**** EXCERPTED DATA

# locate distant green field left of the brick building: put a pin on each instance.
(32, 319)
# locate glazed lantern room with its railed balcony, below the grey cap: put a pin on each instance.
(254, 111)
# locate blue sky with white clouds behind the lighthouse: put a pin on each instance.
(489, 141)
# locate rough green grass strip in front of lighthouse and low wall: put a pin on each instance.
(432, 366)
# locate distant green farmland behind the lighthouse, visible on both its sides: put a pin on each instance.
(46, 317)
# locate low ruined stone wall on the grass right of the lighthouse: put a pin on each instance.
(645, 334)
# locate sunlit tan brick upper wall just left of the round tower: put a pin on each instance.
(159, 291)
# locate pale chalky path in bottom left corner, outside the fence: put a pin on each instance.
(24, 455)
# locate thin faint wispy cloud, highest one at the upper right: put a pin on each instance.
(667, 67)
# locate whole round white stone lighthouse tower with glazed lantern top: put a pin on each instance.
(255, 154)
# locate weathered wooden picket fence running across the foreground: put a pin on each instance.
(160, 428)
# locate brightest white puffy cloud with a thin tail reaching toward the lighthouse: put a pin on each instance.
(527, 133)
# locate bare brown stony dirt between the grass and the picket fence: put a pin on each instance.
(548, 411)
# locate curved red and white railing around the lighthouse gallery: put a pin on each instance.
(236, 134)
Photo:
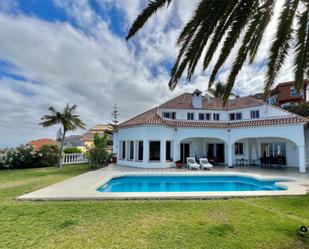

********

Excluding pictures, copy exactly the lines from the line containing "# locate curved" through the last line of the data, inclusive.

SOLUTION TO THIS TASK
# locate curved red and white railing around the lighthouse gallery: put a pin on each instance.
(236, 134)
Photo:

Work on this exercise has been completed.